FIG. 6 is a conceptual view of another example of an integral polished bore receptacle assembly.

Refer now to the drawings wherein depicted elements are not necessarily shown to scale and wherein like or similar elements are designated by the same reference numeral through the several views.

As used herein, the terms “up” and “down”; “upper” and “lower”; and other like terms indicating relative positions to a given point or element are utilized to more clearly describe some elements of the embodiments of the invention. Commonly, these terms relate to a reference point as the surface from which drilling operations are initiated as being the top point and the total depth of the well being the lowest point. Likewise, the terms “tubular member,” “casing,” “liner,” and “tubing” may be used interchangeably. In addition, any embodiment described herein for use with a casing may also be used with a liner or other tubular member. As used herein, the term “polished bore receptacle” or “PBR” includes without limitation a smooth, polished or honed bore formed on the inner surface of a tubular member, casing, or liner having a predetermined diameter for sealing or mating with a sealing mechanism. Additionally, “trip” is used herein to refer to a running into the wellbore (e.g., tripping-in) or pulling out of the wellbore (e.g., tripping-out) and “round trip” as the combination of tripping-in and tripping-out, without limitation to the initial trip direction, to complete an operation.

FIG. 1 is a well schematic illustrating an example of an integral PBR assembly of the present invention, generally denoted by the numeral 10, disposed in a well string 12 and positioned in a well 14. Well string 12 is described herein as a completion string. Well 14 is shown completed with a surface casing string 16, a liner 18, and an open hole section 20 defining the wellbore or borehole. String 12 includes a tubing 22, PBR assembly 10, packer 24, and a lower completion 26, such as but not limited to a sand screen, slotted liner, or the like. Packer 24 is commonly considered as part of completion 26.

Integral PBR assembly 10 is connected to tubing 22 on one side and with packer 24 on the other side. In the example illustrated herein, tubing 22 is connected to PBR assembly 10 by threading at joint 28. Other means and mechanisms for connection may be utilized. Although not shown herein, there may be subs and or other operational members, such as without limitation valves, compensation joints and the like connected between PBR assembly 10 and tubing 22.

Refer now to FIG. 1A, with continuing reference to FIG. 1, wherein a conceptual view of PBR assembly 10 is shown in isolation. In the illustrated example, assembly 10 includes a barrel 30, a locator member 34, circulating ports 42, and a holding member or mechanism 46.

Source data.
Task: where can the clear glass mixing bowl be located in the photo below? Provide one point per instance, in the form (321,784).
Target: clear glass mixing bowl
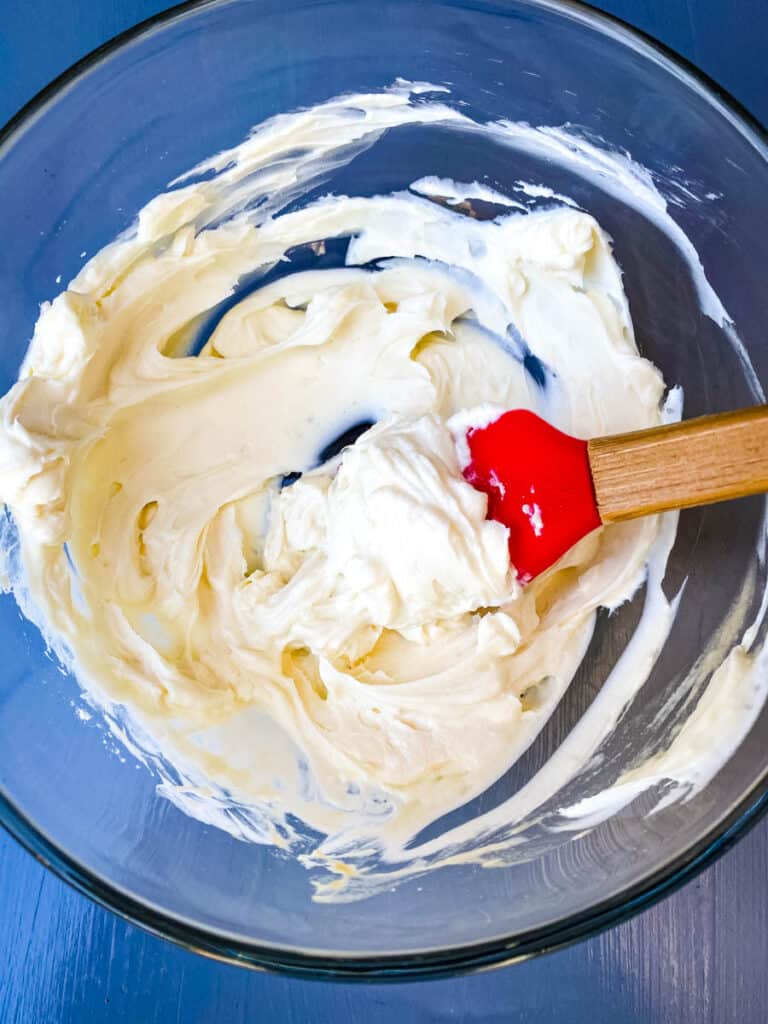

Instruction. Copy out the part of the polished bore receptacle text between "Integral PBR assembly 10" and "and tubing 22.", inclusive, word for word.

Written response.
Integral PBR assembly 10 is connected to tubing 22 on one side and with packer 24 on the other side. In the example illustrated herein, tubing 22 is connected to PBR assembly 10 by threading at joint 28. Other means and mechanisms for connection may be utilized. Although not shown herein, there may be subs and or other operational members, such as without limitation valves, compensation joints and the like connected between PBR assembly 10 and tubing 22.